YOUR TASK:
Find the word "white" in the listing, and copy out each line where it turns up.

DATASET RECORDS:
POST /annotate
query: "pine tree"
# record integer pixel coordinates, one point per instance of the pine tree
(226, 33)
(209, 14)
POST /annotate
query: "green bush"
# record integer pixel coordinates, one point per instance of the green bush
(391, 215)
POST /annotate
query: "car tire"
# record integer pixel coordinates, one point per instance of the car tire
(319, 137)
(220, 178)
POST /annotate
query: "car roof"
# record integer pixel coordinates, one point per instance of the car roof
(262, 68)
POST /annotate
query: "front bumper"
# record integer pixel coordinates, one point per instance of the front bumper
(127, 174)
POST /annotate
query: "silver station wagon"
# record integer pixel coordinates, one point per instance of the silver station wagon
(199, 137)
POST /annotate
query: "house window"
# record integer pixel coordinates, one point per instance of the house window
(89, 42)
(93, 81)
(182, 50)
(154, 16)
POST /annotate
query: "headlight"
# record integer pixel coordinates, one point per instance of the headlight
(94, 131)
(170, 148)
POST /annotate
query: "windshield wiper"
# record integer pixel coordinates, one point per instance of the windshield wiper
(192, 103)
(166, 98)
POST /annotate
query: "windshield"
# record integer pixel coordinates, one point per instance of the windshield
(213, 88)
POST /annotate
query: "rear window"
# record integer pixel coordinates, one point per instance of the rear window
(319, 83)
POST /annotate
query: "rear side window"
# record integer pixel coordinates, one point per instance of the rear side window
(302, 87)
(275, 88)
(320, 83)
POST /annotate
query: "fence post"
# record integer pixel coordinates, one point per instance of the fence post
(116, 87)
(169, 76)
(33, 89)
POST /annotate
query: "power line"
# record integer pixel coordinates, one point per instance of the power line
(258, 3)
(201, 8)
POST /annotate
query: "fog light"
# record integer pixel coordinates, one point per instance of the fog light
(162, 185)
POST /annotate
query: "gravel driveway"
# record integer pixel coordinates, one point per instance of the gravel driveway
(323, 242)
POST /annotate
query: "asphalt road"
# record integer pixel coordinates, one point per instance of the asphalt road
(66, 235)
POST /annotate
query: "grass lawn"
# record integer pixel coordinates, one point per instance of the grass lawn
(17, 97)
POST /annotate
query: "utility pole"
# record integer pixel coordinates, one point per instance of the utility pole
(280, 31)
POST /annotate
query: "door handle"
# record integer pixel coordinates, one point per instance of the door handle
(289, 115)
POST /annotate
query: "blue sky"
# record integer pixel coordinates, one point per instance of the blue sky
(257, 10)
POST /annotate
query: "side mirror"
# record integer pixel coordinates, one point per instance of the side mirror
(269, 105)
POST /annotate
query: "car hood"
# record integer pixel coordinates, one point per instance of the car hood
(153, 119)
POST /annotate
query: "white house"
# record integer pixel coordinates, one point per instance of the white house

RESPONSE AREA:
query: "white house"
# record integer pixel coordinates, one point per instance of the white house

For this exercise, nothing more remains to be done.